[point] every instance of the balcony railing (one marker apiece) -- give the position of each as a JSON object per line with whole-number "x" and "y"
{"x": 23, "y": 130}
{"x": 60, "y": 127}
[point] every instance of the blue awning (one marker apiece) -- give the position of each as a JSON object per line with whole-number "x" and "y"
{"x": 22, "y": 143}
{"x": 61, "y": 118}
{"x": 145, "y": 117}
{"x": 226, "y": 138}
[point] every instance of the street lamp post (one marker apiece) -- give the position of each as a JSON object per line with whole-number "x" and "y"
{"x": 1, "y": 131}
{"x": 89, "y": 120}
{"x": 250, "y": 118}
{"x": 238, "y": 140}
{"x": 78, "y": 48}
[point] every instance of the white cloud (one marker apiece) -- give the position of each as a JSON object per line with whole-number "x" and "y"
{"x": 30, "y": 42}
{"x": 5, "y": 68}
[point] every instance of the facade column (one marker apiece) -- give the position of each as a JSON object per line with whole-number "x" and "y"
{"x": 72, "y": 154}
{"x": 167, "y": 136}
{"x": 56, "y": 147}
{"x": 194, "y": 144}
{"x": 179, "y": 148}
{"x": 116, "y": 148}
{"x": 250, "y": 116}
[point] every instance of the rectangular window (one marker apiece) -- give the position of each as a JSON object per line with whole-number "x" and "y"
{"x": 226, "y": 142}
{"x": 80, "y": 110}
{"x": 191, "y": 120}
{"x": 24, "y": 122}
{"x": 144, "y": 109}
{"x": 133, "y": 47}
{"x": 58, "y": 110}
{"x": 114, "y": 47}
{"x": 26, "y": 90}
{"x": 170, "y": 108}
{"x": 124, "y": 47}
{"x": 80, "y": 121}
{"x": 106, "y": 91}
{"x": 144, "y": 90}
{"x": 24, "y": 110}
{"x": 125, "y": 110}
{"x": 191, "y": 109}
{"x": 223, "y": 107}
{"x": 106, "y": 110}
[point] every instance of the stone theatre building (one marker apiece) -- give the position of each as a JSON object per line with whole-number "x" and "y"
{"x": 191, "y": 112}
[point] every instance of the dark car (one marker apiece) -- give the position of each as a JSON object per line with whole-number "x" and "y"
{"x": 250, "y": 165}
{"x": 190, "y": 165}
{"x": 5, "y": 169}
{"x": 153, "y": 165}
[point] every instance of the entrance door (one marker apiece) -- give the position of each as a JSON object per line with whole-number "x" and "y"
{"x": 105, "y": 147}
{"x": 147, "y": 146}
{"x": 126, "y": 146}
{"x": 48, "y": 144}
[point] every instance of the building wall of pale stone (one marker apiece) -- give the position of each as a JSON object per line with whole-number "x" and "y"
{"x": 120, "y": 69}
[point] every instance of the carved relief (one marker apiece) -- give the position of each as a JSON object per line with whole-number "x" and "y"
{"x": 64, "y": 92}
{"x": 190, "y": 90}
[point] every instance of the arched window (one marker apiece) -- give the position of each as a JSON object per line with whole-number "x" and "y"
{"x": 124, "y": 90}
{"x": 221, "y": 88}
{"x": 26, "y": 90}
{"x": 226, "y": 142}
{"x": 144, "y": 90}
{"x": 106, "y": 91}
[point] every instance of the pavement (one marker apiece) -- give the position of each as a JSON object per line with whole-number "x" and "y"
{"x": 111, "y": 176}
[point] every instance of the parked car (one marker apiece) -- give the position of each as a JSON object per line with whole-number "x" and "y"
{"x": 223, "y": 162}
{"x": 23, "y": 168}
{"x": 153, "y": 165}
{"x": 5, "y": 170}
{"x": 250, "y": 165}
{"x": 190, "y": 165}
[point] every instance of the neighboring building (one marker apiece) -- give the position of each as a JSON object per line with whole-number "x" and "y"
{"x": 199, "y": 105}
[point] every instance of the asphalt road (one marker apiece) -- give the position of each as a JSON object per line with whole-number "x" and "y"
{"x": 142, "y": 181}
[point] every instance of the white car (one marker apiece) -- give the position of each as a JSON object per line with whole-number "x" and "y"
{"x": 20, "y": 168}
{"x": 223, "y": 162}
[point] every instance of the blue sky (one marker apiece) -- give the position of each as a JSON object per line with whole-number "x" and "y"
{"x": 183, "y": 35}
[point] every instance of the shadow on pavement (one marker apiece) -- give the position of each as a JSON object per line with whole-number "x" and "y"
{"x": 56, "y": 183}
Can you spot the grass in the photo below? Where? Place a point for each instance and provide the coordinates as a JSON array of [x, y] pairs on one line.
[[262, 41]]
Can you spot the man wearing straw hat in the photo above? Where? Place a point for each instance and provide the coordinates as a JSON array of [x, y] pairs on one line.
================================
Retype the material word for word. Add nothing to it.

_Answer to this problem_
[point] every instance of the balcony railing (one marker apiece) -- give the position of each as a JSON object per line with whole-number "x" and "y"
{"x": 23, "y": 130}
{"x": 60, "y": 127}
[point] every instance of the blue awning (one marker apiece) -- give the position of each as a JSON object per line with whole-number "x" and "y"
{"x": 22, "y": 143}
{"x": 61, "y": 118}
{"x": 145, "y": 117}
{"x": 226, "y": 138}
[point] every instance of the street lamp post (one marker apiece) -- give the position of each as a JSON object per line with whole-number "x" and "y"
{"x": 1, "y": 131}
{"x": 89, "y": 120}
{"x": 250, "y": 118}
{"x": 238, "y": 140}
{"x": 78, "y": 48}
[point] every instance of the white cloud (one marker apiece) -- give the position of each as a JSON object per line with whole-number "x" and "y"
{"x": 30, "y": 42}
{"x": 5, "y": 68}
[point] every instance of the facade column (one marker apiece) -- give the position of each as a JSON object per line with whole-number "x" and "y"
{"x": 72, "y": 154}
{"x": 167, "y": 136}
{"x": 56, "y": 147}
{"x": 194, "y": 144}
{"x": 179, "y": 148}
{"x": 116, "y": 148}
{"x": 250, "y": 116}
[point] every instance of the rectangular window (one marker apiece) -- give the position of each as a JSON object per line with whole-number "x" and "y"
{"x": 226, "y": 142}
{"x": 80, "y": 110}
{"x": 191, "y": 120}
{"x": 24, "y": 122}
{"x": 144, "y": 109}
{"x": 133, "y": 47}
{"x": 58, "y": 110}
{"x": 114, "y": 47}
{"x": 26, "y": 90}
{"x": 170, "y": 108}
{"x": 124, "y": 47}
{"x": 80, "y": 121}
{"x": 106, "y": 91}
{"x": 144, "y": 90}
{"x": 24, "y": 110}
{"x": 125, "y": 110}
{"x": 191, "y": 109}
{"x": 223, "y": 107}
{"x": 106, "y": 110}
[point] every instance of the stone theatre building (one marker apiece) -- give the position of each as a JSON object per line with whole-number "x" and "y"
{"x": 191, "y": 112}
[point] every instance of the dark car (one marker apiece) -- give the position of each as a JSON object per line with whole-number "x" and "y"
{"x": 250, "y": 165}
{"x": 190, "y": 165}
{"x": 5, "y": 169}
{"x": 153, "y": 165}
[point] every instance of the entrance door (one marker apiece) -- give the position of each as a JSON object per line with whole-number "x" and "y"
{"x": 105, "y": 147}
{"x": 147, "y": 146}
{"x": 126, "y": 146}
{"x": 48, "y": 144}
[point] every instance of the building wall of pale stone (one marker apiece) -- give the position of each as a JSON object per line with whole-number "x" and "y"
{"x": 120, "y": 69}
[point] every instance of the carved relief (one marker apiece) -- give the position of each as a JSON object per line with whole-number "x" and "y"
{"x": 64, "y": 92}
{"x": 190, "y": 90}
[point] every instance of the arched window (one marker apiece) -- give the position of each as a JSON object per line with whole-number "x" and "y"
{"x": 124, "y": 90}
{"x": 221, "y": 88}
{"x": 26, "y": 90}
{"x": 226, "y": 142}
{"x": 144, "y": 90}
{"x": 106, "y": 91}
[point] every instance of the pavement (one marker apiece) -- give the position of each as a JSON object per line with whole-number "x" and "y"
{"x": 111, "y": 176}
[point] every instance of the parked car (one marker apiece) -- give the position of each as a JSON object per line with whole-number "x" and "y"
{"x": 223, "y": 162}
{"x": 23, "y": 168}
{"x": 153, "y": 165}
{"x": 5, "y": 170}
{"x": 250, "y": 165}
{"x": 190, "y": 165}
[point] every instance of the neighboring building (one marker apiece) -- give the position of each as a JSON object per line with whole-number "x" and "y"
{"x": 199, "y": 105}
[point] every instance of the asphalt road (one marker apiece) -- give the position of each as a JSON object per line with whole-number "x" and "y"
{"x": 142, "y": 181}
[point] every instance of the white car (one marker apiece) -- give the position of each as a JSON object per line with whole-number "x" and "y"
{"x": 20, "y": 168}
{"x": 223, "y": 162}
[point] every instance of the blue sky (one marker apiece) -- give the position of each as a JSON object per line with whole-number "x" and "y"
{"x": 183, "y": 35}
[point] every instance of the shadow on pavement (one marker apiece) -- give the position of each as a JSON object per line with whole-number "x" and "y"
{"x": 56, "y": 183}
Can you spot the grass in the photo below? Where? Place a point for each instance and provide the coordinates as a JSON array of [x, y] pairs on one line.
[[262, 41]]
Can you spot the man wearing straw hat in the photo above? Where? Place a point for each instance and provide the coordinates as a JSON array of [x, y] pairs on one line.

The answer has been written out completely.